Your goal:
Copy out the following lines as they appear, everything from the line containing "target: sea" down to the line containing "6 1140 L 760", with both of those lines included.

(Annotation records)
------------------------------------

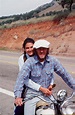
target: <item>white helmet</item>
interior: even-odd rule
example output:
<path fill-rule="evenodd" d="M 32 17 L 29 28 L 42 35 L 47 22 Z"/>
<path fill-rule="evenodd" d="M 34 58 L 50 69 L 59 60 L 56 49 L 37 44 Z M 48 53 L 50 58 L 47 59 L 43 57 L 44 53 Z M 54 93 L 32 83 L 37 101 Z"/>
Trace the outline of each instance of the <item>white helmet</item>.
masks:
<path fill-rule="evenodd" d="M 49 46 L 50 46 L 50 43 L 47 40 L 40 39 L 34 43 L 33 48 L 35 49 L 38 49 L 40 47 L 49 48 Z"/>

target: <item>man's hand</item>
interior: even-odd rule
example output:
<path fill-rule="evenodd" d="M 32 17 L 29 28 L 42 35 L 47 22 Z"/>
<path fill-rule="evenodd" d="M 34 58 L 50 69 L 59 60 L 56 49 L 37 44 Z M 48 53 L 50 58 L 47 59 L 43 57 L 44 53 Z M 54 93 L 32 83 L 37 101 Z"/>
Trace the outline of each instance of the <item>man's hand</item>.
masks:
<path fill-rule="evenodd" d="M 56 86 L 56 84 L 50 85 L 50 86 L 48 87 L 48 89 L 51 91 L 55 86 Z"/>
<path fill-rule="evenodd" d="M 14 101 L 14 104 L 16 104 L 16 106 L 21 106 L 21 105 L 23 105 L 22 100 L 23 100 L 22 98 L 17 97 L 17 98 L 15 99 L 15 101 Z"/>
<path fill-rule="evenodd" d="M 52 91 L 50 91 L 48 88 L 40 87 L 39 89 L 42 93 L 44 93 L 46 96 L 50 96 L 52 94 Z"/>

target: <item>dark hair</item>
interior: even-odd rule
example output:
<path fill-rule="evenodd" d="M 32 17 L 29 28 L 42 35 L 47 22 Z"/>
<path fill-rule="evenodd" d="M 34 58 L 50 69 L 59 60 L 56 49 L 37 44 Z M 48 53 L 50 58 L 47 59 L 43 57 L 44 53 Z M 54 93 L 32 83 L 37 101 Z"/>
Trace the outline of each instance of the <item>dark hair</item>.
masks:
<path fill-rule="evenodd" d="M 25 40 L 24 40 L 24 42 L 23 42 L 23 48 L 25 49 L 25 46 L 26 46 L 26 44 L 27 43 L 33 43 L 34 44 L 34 40 L 33 40 L 33 38 L 26 38 Z M 24 57 L 23 57 L 23 59 L 24 59 L 24 62 L 26 61 L 26 59 L 27 59 L 27 57 L 26 57 L 26 52 L 24 51 Z"/>
<path fill-rule="evenodd" d="M 23 42 L 23 48 L 25 49 L 25 46 L 27 43 L 33 43 L 34 44 L 34 40 L 32 38 L 26 38 Z"/>

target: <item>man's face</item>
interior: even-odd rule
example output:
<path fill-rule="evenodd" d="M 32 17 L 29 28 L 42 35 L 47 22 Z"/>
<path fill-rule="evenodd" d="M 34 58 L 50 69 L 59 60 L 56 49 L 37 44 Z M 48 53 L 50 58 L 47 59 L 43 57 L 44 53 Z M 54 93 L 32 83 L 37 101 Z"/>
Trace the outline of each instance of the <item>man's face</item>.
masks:
<path fill-rule="evenodd" d="M 40 47 L 40 48 L 36 49 L 36 53 L 38 55 L 39 60 L 42 62 L 45 60 L 45 57 L 48 53 L 48 48 Z"/>

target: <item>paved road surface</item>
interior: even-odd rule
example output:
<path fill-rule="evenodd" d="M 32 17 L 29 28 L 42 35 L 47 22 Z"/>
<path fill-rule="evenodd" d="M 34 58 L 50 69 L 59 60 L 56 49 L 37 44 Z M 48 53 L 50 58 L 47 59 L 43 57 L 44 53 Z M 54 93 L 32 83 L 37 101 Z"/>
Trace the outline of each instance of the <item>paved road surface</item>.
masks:
<path fill-rule="evenodd" d="M 18 58 L 21 53 L 0 51 L 0 115 L 13 115 L 13 89 L 18 74 Z M 75 77 L 75 57 L 57 57 L 65 68 Z M 57 84 L 54 93 L 59 89 L 66 89 L 69 94 L 72 90 L 56 74 Z"/>

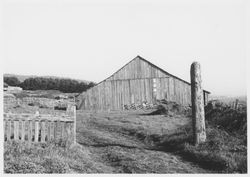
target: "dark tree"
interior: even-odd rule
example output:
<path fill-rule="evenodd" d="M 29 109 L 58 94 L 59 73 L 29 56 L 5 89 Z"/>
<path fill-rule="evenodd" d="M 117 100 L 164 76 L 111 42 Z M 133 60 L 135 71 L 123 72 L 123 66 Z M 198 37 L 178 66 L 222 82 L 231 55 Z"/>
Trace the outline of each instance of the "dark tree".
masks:
<path fill-rule="evenodd" d="M 9 86 L 19 86 L 21 83 L 16 77 L 4 77 L 4 82 Z"/>

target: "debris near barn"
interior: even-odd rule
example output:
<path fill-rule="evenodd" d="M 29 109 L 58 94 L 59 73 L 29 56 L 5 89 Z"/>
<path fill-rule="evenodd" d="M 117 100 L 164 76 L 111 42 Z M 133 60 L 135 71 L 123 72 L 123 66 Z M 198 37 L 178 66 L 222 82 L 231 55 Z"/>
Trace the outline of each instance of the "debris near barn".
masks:
<path fill-rule="evenodd" d="M 173 117 L 174 115 L 184 115 L 185 117 L 191 116 L 191 107 L 183 106 L 174 101 L 159 100 L 156 110 L 148 115 L 166 115 Z"/>

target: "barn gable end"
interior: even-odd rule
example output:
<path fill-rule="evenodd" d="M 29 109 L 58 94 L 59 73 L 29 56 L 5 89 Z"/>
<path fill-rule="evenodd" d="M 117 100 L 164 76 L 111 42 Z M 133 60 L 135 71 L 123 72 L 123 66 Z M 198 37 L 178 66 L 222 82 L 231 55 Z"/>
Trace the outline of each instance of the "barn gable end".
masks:
<path fill-rule="evenodd" d="M 208 94 L 204 91 L 205 103 Z M 78 97 L 78 108 L 120 110 L 131 104 L 153 104 L 161 99 L 190 105 L 190 83 L 137 56 L 113 75 L 83 92 Z"/>

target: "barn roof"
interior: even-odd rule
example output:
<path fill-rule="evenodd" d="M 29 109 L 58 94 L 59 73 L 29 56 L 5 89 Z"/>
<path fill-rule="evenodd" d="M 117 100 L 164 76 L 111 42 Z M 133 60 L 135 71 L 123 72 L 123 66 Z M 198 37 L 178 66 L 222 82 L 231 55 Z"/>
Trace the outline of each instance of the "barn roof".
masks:
<path fill-rule="evenodd" d="M 153 67 L 159 69 L 160 71 L 162 71 L 163 73 L 165 73 L 165 74 L 167 74 L 167 75 L 169 75 L 169 76 L 171 76 L 171 77 L 173 77 L 173 78 L 175 78 L 175 79 L 178 79 L 178 80 L 180 80 L 180 81 L 182 81 L 182 82 L 184 82 L 184 83 L 186 83 L 186 84 L 188 84 L 188 85 L 191 85 L 189 82 L 187 82 L 187 81 L 185 81 L 185 80 L 183 80 L 183 79 L 181 79 L 181 78 L 179 78 L 179 77 L 177 77 L 177 76 L 175 76 L 175 75 L 173 75 L 173 74 L 168 73 L 167 71 L 165 71 L 165 70 L 163 70 L 162 68 L 160 68 L 160 67 L 154 65 L 153 63 L 149 62 L 148 60 L 142 58 L 142 57 L 139 56 L 139 55 L 137 55 L 135 58 L 133 58 L 132 60 L 130 60 L 127 64 L 125 64 L 123 67 L 121 67 L 119 70 L 117 70 L 114 74 L 112 74 L 111 76 L 109 76 L 108 78 L 104 79 L 103 81 L 99 82 L 99 83 L 96 84 L 96 85 L 99 85 L 100 83 L 102 83 L 102 82 L 106 81 L 107 79 L 111 78 L 113 75 L 115 75 L 116 73 L 118 73 L 120 70 L 122 70 L 124 67 L 126 67 L 129 63 L 131 63 L 132 61 L 136 60 L 137 58 L 140 59 L 140 60 L 143 60 L 143 61 L 147 62 L 147 63 L 150 64 L 151 66 L 153 66 Z M 207 90 L 204 90 L 204 92 L 210 94 L 210 92 L 207 91 Z"/>

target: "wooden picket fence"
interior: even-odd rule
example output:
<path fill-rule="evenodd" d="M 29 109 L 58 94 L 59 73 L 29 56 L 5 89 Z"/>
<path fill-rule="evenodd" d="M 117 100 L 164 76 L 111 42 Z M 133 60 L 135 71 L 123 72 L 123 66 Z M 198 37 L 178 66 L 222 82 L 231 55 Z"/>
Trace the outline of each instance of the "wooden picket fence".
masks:
<path fill-rule="evenodd" d="M 4 139 L 29 142 L 67 140 L 76 142 L 76 118 L 73 115 L 4 114 Z"/>

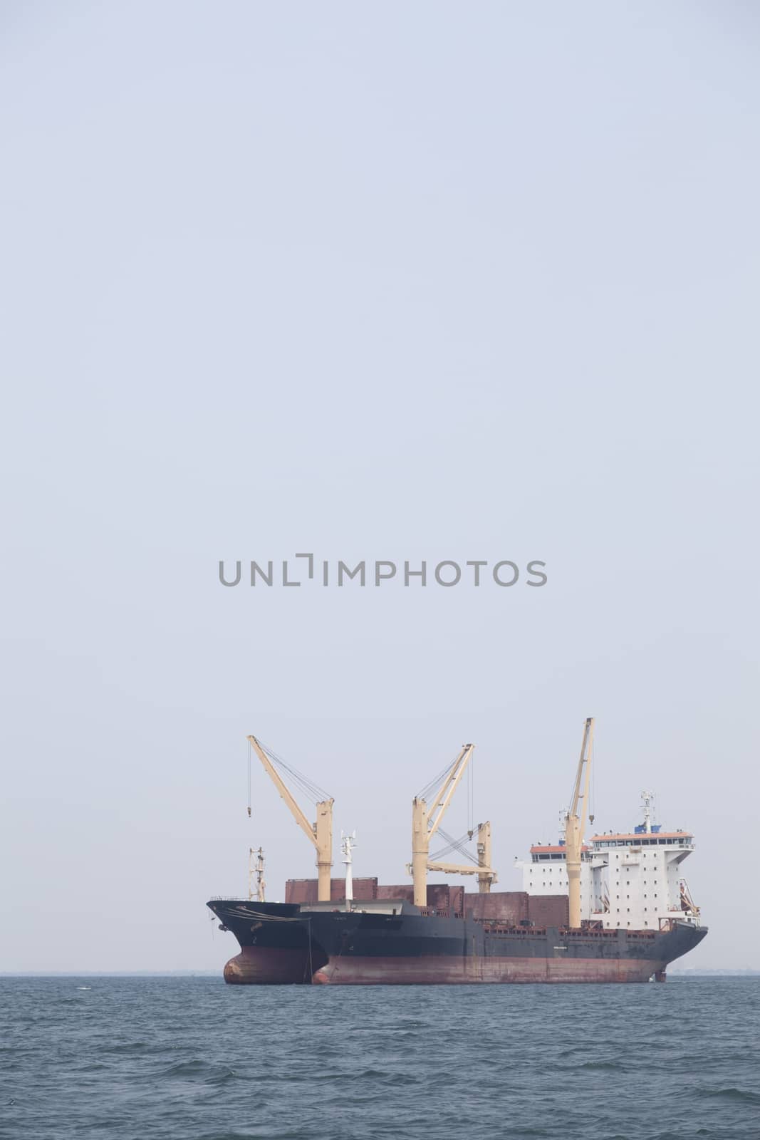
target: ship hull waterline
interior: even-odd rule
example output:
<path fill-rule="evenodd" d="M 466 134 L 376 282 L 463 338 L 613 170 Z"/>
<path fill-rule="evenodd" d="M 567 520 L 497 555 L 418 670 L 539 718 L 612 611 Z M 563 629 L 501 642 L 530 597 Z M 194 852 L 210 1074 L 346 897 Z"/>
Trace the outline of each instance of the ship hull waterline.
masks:
<path fill-rule="evenodd" d="M 403 905 L 398 914 L 296 904 L 209 903 L 240 944 L 232 985 L 471 985 L 634 983 L 664 979 L 706 928 L 664 931 L 505 929 Z"/>

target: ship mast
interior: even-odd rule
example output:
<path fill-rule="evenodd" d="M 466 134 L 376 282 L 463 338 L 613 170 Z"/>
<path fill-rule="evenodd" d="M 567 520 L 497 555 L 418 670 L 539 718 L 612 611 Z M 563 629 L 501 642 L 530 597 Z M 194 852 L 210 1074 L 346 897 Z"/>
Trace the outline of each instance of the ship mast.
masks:
<path fill-rule="evenodd" d="M 261 760 L 264 771 L 285 800 L 293 819 L 309 842 L 313 844 L 317 849 L 317 898 L 320 903 L 328 903 L 330 897 L 330 868 L 333 866 L 333 804 L 335 800 L 332 797 L 319 800 L 317 803 L 317 819 L 314 823 L 309 823 L 309 820 L 296 804 L 289 788 L 272 764 L 265 749 L 255 736 L 248 736 L 247 739 Z M 322 795 L 325 793 L 322 792 Z"/>
<path fill-rule="evenodd" d="M 259 850 L 254 850 L 253 847 L 248 848 L 248 901 L 254 898 L 254 878 L 256 880 L 255 899 L 258 903 L 263 903 L 265 902 L 267 883 L 264 882 L 264 852 L 262 847 Z"/>
<path fill-rule="evenodd" d="M 588 815 L 588 788 L 591 774 L 591 748 L 594 746 L 594 717 L 587 717 L 583 742 L 573 784 L 570 807 L 565 813 L 565 857 L 567 861 L 567 894 L 570 896 L 570 926 L 581 925 L 581 850 L 583 830 Z M 589 816 L 591 823 L 594 816 Z"/>
<path fill-rule="evenodd" d="M 353 902 L 353 873 L 352 863 L 353 856 L 351 852 L 356 846 L 357 833 L 353 831 L 350 836 L 343 834 L 341 832 L 341 849 L 343 852 L 343 862 L 345 863 L 345 909 L 351 910 L 351 903 Z"/>

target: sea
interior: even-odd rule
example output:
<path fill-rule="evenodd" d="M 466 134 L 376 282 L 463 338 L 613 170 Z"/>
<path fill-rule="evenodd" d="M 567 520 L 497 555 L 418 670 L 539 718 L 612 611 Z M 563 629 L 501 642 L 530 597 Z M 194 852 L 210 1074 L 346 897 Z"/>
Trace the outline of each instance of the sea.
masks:
<path fill-rule="evenodd" d="M 6 1140 L 760 1140 L 760 977 L 0 978 Z"/>

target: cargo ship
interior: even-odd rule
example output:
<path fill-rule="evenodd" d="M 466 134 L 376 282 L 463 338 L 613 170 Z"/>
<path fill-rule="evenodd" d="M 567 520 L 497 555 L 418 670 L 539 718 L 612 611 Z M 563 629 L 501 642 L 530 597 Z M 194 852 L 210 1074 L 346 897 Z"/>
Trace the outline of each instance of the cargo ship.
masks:
<path fill-rule="evenodd" d="M 260 850 L 258 896 L 250 891 L 248 899 L 207 903 L 240 947 L 224 967 L 224 979 L 240 985 L 664 982 L 668 964 L 708 933 L 678 873 L 693 837 L 654 824 L 645 793 L 644 823 L 583 844 L 586 820 L 594 819 L 587 811 L 593 732 L 589 718 L 563 837 L 531 848 L 530 862 L 522 864 L 528 888 L 522 891 L 491 889 L 497 876 L 490 823 L 477 828 L 473 864 L 455 866 L 430 854 L 472 744 L 463 746 L 446 769 L 432 807 L 423 795 L 415 797 L 412 883 L 385 886 L 377 879 L 353 880 L 351 837 L 343 839 L 345 878 L 330 878 L 333 800 L 317 804 L 317 821 L 310 824 L 275 755 L 248 738 L 317 848 L 319 877 L 288 880 L 286 901 L 268 903 Z M 463 849 L 458 841 L 452 846 Z M 428 883 L 431 870 L 476 874 L 477 893 Z"/>

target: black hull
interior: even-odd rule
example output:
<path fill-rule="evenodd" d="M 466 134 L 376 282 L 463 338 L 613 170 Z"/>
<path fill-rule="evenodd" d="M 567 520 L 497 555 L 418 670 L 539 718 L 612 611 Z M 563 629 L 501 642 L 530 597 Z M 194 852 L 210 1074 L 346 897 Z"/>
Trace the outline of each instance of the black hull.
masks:
<path fill-rule="evenodd" d="M 224 968 L 237 984 L 425 985 L 647 982 L 693 950 L 705 927 L 669 930 L 505 928 L 472 918 L 213 901 L 240 953 Z"/>

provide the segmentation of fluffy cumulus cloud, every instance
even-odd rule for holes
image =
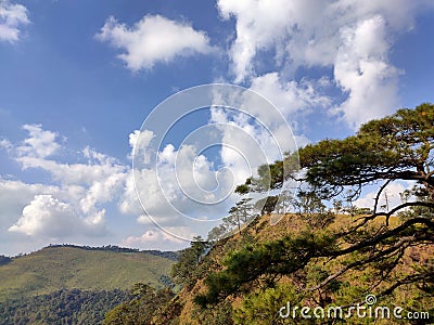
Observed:
[[[133,72],[150,69],[158,62],[168,63],[176,56],[212,50],[204,31],[161,15],[146,15],[132,27],[110,17],[97,38],[123,50],[118,57]]]
[[[228,206],[218,207],[213,203],[233,190],[233,180],[219,178],[213,162],[195,146],[182,145],[176,150],[173,144],[167,144],[156,152],[150,143],[152,138],[154,134],[149,130],[130,135],[130,140],[140,139],[139,142],[130,141],[136,145],[135,159],[140,164],[133,170],[133,178],[128,177],[125,182],[120,211],[138,216],[139,223],[157,223],[165,230],[171,229],[178,237],[187,234],[186,229],[191,233],[183,238],[191,239],[201,231],[205,231],[202,235],[206,235],[206,225],[201,227],[194,220],[225,216]],[[142,206],[136,198],[136,192]],[[199,229],[194,231],[195,226]]]
[[[23,169],[43,170],[52,183],[0,179],[2,229],[44,238],[106,234],[103,205],[120,196],[129,169],[89,147],[81,152],[84,162],[60,162],[56,155],[64,147],[58,133],[40,125],[23,128],[28,136],[3,147]]]
[[[291,72],[299,67],[332,68],[331,81],[346,100],[331,102],[329,112],[339,114],[350,128],[357,128],[396,108],[401,72],[388,57],[394,39],[398,32],[411,29],[417,14],[433,9],[434,3],[219,0],[217,8],[224,20],[235,20],[237,36],[229,49],[235,82],[256,83],[257,90],[267,90],[266,84],[257,87],[257,79],[264,78],[263,53],[275,55],[276,72],[286,75],[290,72],[290,77],[280,78],[281,89],[289,84],[299,88],[291,80]],[[309,105],[315,107],[318,100],[320,94]],[[291,99],[286,103],[289,106]]]
[[[29,24],[27,9],[22,4],[0,0],[0,41],[15,42],[20,39],[20,28]]]
[[[176,250],[184,248],[186,242],[177,236],[170,235],[169,231],[170,227],[167,227],[166,231],[152,227],[139,236],[128,236],[120,243],[120,245],[127,247],[138,247],[141,249],[154,249],[157,246],[162,250]],[[182,230],[177,227],[174,232],[181,232],[186,238],[193,237],[188,229]]]
[[[53,195],[36,195],[24,207],[22,217],[9,230],[28,236],[49,238],[68,237],[77,234],[98,235],[104,233],[103,212],[80,218],[71,204],[61,202]]]

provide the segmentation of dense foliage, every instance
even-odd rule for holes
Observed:
[[[263,290],[284,280],[283,287],[308,306],[352,306],[372,292],[395,303],[407,297],[401,303],[408,310],[418,307],[433,312],[433,148],[434,106],[422,104],[370,121],[354,136],[323,140],[289,155],[288,165],[299,157],[302,171],[285,174],[285,161],[272,164],[268,172],[266,166],[260,167],[259,178],[248,179],[243,194],[246,187],[265,191],[282,186],[286,178],[296,179],[301,188],[293,206],[303,207],[298,214],[306,227],[227,255],[224,268],[204,278],[207,289],[196,295],[195,302],[213,308],[230,297],[244,297],[234,314],[248,318],[253,313],[248,308],[265,308],[272,296],[271,291],[264,296]],[[387,186],[397,181],[412,182],[400,193],[401,204],[380,206]],[[367,185],[376,185],[373,205],[357,209],[354,202]],[[333,203],[334,210],[322,200]],[[345,209],[342,202],[347,204]],[[355,218],[340,226],[318,222],[319,216],[332,221],[339,211]],[[357,217],[360,211],[367,214]],[[255,288],[260,290],[254,294]]]
[[[101,324],[105,313],[128,299],[128,292],[62,289],[0,303],[0,324]]]
[[[138,283],[130,292],[131,298],[111,310],[104,325],[145,325],[154,316],[162,316],[162,309],[170,301],[174,294],[170,289],[154,289]]]

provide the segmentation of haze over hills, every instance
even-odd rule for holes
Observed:
[[[55,290],[128,290],[135,283],[167,284],[175,252],[115,246],[50,246],[0,263],[0,301]]]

------------------------------------

Written answer:
target: sea
interior: even-odd rule
example output:
<path fill-rule="evenodd" d="M 466 134 L 376 282 L 463 338 L 613 170 Z"/>
<path fill-rule="evenodd" d="M 567 520 L 497 555 L 418 670 L 539 718 L 612 611 Z M 563 629 L 501 642 L 530 597 Z M 194 852 L 210 1074 L 346 897 Z"/>
Trace the outline of each instance of the sea.
masks:
<path fill-rule="evenodd" d="M 6 1140 L 760 1140 L 760 977 L 0 978 Z"/>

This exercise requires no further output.